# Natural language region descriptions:
========================================

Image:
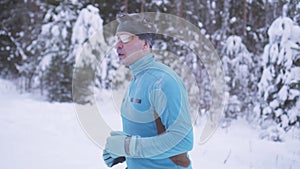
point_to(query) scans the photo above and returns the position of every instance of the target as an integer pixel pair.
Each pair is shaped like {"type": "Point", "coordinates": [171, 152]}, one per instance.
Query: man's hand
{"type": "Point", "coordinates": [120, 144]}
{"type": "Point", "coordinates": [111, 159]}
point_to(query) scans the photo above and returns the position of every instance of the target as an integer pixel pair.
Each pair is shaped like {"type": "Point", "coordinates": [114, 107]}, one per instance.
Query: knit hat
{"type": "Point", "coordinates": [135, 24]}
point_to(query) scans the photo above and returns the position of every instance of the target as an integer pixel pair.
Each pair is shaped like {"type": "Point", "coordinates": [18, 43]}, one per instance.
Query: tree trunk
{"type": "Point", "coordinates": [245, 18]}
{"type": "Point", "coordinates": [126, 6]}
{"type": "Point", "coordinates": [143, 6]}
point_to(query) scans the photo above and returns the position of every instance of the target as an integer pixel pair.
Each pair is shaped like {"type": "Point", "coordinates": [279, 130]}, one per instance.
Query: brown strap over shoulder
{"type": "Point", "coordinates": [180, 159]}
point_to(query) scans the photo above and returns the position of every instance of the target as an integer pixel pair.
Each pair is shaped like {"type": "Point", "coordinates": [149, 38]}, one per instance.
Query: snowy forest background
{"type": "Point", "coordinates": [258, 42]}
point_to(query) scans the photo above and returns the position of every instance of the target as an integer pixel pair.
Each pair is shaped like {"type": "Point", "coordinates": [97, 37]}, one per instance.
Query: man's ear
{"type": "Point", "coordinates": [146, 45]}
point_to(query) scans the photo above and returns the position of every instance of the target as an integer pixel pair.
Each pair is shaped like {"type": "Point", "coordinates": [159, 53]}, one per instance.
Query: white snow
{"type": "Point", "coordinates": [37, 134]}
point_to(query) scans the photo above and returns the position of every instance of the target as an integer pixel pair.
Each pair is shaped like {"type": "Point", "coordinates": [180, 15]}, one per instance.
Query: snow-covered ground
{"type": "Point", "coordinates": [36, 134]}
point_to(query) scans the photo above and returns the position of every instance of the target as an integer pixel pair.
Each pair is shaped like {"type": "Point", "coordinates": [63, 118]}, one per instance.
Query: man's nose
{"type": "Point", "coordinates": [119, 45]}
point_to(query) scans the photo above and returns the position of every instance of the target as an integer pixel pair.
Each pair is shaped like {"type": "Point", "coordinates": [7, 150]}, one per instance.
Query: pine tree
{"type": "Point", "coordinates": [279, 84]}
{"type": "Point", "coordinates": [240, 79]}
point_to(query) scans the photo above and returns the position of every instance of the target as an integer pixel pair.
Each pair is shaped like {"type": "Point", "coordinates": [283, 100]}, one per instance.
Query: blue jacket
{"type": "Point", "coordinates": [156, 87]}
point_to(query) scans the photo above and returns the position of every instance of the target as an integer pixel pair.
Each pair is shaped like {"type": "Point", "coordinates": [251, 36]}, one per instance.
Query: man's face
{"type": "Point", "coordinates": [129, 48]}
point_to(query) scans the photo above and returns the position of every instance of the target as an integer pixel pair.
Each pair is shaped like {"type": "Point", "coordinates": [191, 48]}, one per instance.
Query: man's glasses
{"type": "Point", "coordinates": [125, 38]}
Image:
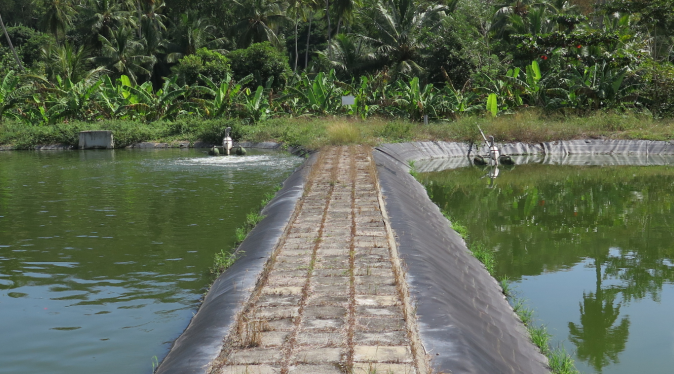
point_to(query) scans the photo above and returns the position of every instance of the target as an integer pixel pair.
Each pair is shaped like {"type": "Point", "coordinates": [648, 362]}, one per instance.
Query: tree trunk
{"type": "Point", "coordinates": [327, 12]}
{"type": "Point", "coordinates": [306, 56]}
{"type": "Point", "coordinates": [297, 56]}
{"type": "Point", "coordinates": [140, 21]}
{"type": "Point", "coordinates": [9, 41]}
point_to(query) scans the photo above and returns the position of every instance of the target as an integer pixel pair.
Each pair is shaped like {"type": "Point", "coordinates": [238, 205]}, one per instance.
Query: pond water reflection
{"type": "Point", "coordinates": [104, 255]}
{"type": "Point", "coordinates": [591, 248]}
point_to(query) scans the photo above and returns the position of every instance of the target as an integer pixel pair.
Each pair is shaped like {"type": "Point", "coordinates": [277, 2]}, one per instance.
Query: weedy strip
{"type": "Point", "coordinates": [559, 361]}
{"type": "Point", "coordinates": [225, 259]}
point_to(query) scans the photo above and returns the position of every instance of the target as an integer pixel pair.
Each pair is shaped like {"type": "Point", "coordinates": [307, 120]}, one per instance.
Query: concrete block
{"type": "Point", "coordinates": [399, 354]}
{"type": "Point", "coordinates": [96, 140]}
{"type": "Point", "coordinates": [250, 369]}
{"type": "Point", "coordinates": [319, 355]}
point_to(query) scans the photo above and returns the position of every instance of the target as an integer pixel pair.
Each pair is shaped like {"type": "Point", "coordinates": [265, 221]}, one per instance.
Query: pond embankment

========================================

# WORK ORDER:
Write the records out again exactly; none of the pictures belong in the copy.

# EXERCISE ANSWER:
Image:
point_to(query) scans the photo above and returns the position of every instance of the target as an integer pixel pair.
Each pair is shaped like {"type": "Point", "coordinates": [171, 152]}, one per instance.
Query: man's hand
{"type": "Point", "coordinates": [120, 144]}
{"type": "Point", "coordinates": [111, 159]}
point_to(query) scans the photo above and returns the position of every instance of the target as an integer pixel pair.
Each pair is shaped like {"type": "Point", "coordinates": [114, 107]}, one per instance.
Query: knit hat
{"type": "Point", "coordinates": [135, 24]}
point_to(query) scans the photo above and returns the position of every instance of the target as an integer pixel pair.
Each pair is shaped like {"type": "Point", "coordinates": [18, 43]}, one per instance.
Query: tree trunk
{"type": "Point", "coordinates": [245, 18]}
{"type": "Point", "coordinates": [126, 6]}
{"type": "Point", "coordinates": [143, 6]}
point_to(query) scans the photo above and returns the position of every instance of the target as an integer pixel pair.
Each pair is shaped like {"type": "Point", "coordinates": [279, 130]}, one per instance.
Query: brown strap over shoulder
{"type": "Point", "coordinates": [180, 159]}
point_to(query) scans the photo above and returns the position of every instance of the target as an integer pixel pair.
Each pair is shaped like {"type": "Point", "coordinates": [149, 38]}, one per instance.
Query: snowy forest background
{"type": "Point", "coordinates": [258, 42]}
point_to(query) scans the photo above and returns the position of every instance of the target as an integer pixel pair.
Each pair is shaped like {"type": "Point", "coordinates": [97, 37]}, one per instance.
Query: man's ear
{"type": "Point", "coordinates": [146, 45]}
point_to(query) scans the photo above and returns the position of every instance of the target as an integer pixel pair.
Each pair is shaped like {"type": "Point", "coordinates": [159, 53]}, one per instance.
Query: white snow
{"type": "Point", "coordinates": [37, 134]}
point_to(query) scans the photo above and returns the position of every instance of the target as an integer pixel pair.
Each pair is shaped like {"type": "Point", "coordinates": [180, 15]}, one per instance.
Query: snow-covered ground
{"type": "Point", "coordinates": [36, 134]}
point_to(query) scans the photo above and returns the position of every instance of the target as an integer pixel pair.
Each pair is shaped like {"type": "Point", "coordinates": [63, 118]}, one per instance.
Query: man's nose
{"type": "Point", "coordinates": [119, 45]}
point_to(query) scans the photo above and returns the position of every instance of the target as an integer pixel pair.
Each pair is shaped like {"type": "Point", "coordinates": [7, 150]}, one per instance.
Query: pine tree
{"type": "Point", "coordinates": [279, 84]}
{"type": "Point", "coordinates": [240, 79]}
point_to(query) scans the photo above and returns the position of every instance of the target as an integer pixel pair.
Each pair is shaped like {"type": "Point", "coordinates": [283, 100]}, one per instance.
Query: blue jacket
{"type": "Point", "coordinates": [156, 87]}
point_to(query) scans the photo above and returns the position of every instance of the target as an integer pixel pair.
Each pair is shaped like {"type": "Point", "coordinates": [251, 36]}, one per instance.
Query: man's face
{"type": "Point", "coordinates": [129, 48]}
point_to(query) scans the photo above and returns the position of every instance of the target as an integer pixel pair.
Each pair is shaped like {"type": "Point", "coordinates": [191, 48]}, one per instance.
Query: man's glasses
{"type": "Point", "coordinates": [125, 38]}
Image:
point_to(query) scans the photo above and returns the position of every instance of the target as an integer pixel pair.
Each pair is shaped like {"type": "Point", "coordinates": [648, 362]}, one per instance.
Query: tree trunk
{"type": "Point", "coordinates": [327, 12]}
{"type": "Point", "coordinates": [306, 56]}
{"type": "Point", "coordinates": [297, 56]}
{"type": "Point", "coordinates": [140, 21]}
{"type": "Point", "coordinates": [9, 41]}
point_to(query) scans the photo above and returns the position of every instance of the target as an integer pixel pair.
Each pair is shaped like {"type": "Point", "coordinates": [238, 205]}, one per instance.
Query: pond water reflection
{"type": "Point", "coordinates": [104, 255]}
{"type": "Point", "coordinates": [591, 248]}
point_to(query) scans the photo above and returns the position of every instance of the target as an integer pixel pair.
Each pair is shaped like {"type": "Point", "coordinates": [277, 2]}, one per instance.
Query: weedy strip
{"type": "Point", "coordinates": [559, 361]}
{"type": "Point", "coordinates": [225, 259]}
point_to(query) scans the photo above and returns the position of every instance of the target as an integer pixel pair.
Each pair is shaped like {"type": "Point", "coordinates": [307, 120]}, one per instance.
Query: concrete block
{"type": "Point", "coordinates": [399, 354]}
{"type": "Point", "coordinates": [96, 140]}
{"type": "Point", "coordinates": [250, 369]}
{"type": "Point", "coordinates": [319, 355]}
point_to(query) scans the photo above and returns the position of every instance of the target as an integer pixel pair.
Each pair is shaped like {"type": "Point", "coordinates": [265, 221]}, one per instance.
Query: pond embankment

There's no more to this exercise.